* [What is being asked]: Would you copy out the lines below character for character, leaving out any pictures?
┌─ Dataset rows
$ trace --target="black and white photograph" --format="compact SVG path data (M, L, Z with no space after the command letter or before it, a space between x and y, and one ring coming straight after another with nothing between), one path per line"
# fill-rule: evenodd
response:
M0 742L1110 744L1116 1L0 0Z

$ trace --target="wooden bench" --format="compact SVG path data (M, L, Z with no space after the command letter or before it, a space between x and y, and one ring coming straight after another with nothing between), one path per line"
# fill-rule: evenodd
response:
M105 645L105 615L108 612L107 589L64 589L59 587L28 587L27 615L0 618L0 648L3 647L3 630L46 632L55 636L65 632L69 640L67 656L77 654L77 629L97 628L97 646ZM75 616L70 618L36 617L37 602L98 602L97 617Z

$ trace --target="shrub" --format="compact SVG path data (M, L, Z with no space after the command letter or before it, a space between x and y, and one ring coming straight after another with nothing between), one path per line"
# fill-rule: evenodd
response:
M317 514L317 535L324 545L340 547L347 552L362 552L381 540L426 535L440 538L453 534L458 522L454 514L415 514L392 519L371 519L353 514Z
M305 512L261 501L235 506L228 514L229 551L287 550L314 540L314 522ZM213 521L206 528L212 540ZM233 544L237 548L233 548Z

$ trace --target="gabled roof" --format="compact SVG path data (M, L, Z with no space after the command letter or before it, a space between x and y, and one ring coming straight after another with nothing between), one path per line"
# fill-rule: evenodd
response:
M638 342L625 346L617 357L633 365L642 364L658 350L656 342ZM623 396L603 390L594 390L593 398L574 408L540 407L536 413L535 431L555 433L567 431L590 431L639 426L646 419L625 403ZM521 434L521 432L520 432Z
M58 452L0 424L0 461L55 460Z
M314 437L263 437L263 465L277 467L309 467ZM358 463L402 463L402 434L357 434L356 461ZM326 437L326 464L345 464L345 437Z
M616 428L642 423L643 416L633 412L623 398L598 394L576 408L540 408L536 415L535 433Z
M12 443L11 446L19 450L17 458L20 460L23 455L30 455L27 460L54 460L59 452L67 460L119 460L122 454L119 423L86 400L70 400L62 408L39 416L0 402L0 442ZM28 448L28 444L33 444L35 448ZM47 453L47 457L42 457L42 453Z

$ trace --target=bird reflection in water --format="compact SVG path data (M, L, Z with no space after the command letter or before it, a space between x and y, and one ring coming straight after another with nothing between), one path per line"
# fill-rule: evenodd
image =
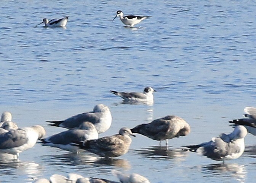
└─
* [Finished answer]:
$ trace --target="black and white photograph" --format="compact SVG path data (M, L, Z with no space after the command letter or before it, a space between x and y, and one ring coming straight after another with nothing between), one path per line"
# fill-rule: evenodd
response:
M0 742L1110 744L1116 1L0 0Z

$ trace --target="wooden bench" --format="compact SVG path data (M, L, Z with no space after the command letter or before it, a space between x and y, and one ring coming straight after another with nothing between), one path per line"
# fill-rule: evenodd
response:
M105 645L105 615L108 612L107 589L64 589L59 587L28 587L27 615L0 618L0 648L3 647L3 630L46 632L55 636L65 632L69 640L67 656L77 654L77 629L97 628L97 646ZM75 616L70 618L36 617L37 602L98 602L97 617Z

$ trace --target="shrub" --format="compact SVG path data (M, L, Z with no space after the command letter or before it, a space between x and y, and one ring coming straight after another with nothing between), one path per line"
# fill-rule: evenodd
response:
M317 514L317 535L324 545L340 547L347 552L362 552L381 540L426 535L440 538L453 534L458 522L454 514L415 514L392 519L371 519L353 514Z
M305 512L261 501L235 506L228 514L229 551L287 550L314 540L314 522ZM213 521L206 528L212 540ZM233 544L237 548L233 548Z

$ trace --target="gabled roof" --format="compact SVG path data (M, L, Z with no space after the command letter or before it, a space between x and y, and one ring coming straight after another with nothing between), one path per line"
# fill-rule: evenodd
response:
M638 342L625 346L617 357L633 365L642 364L658 350L656 342ZM623 396L603 390L594 390L593 398L574 408L540 407L536 413L535 431L555 433L567 431L590 431L639 426L646 419L625 403ZM521 434L521 432L520 432Z
M58 452L0 424L0 461L55 460Z
M314 437L263 437L263 465L277 467L309 467ZM358 463L402 463L402 434L357 434L356 461ZM326 437L326 464L345 464L345 437Z
M616 428L642 423L643 416L633 412L623 398L598 394L576 408L540 408L536 415L535 433Z
M12 443L11 446L19 450L17 458L20 460L23 455L30 455L27 460L54 460L59 452L67 460L119 460L122 454L119 423L86 400L70 400L62 408L39 416L0 402L0 442ZM28 448L28 444L33 444L35 448ZM47 453L47 457L42 457L42 453Z

$ trace --target=bird reflection in water --format="compact SVG path data (M, L, Z with no space after the command letter or before it, a space between x and y, and one ring coming straight after another with nothing between), one path per line"
# fill-rule: evenodd
image =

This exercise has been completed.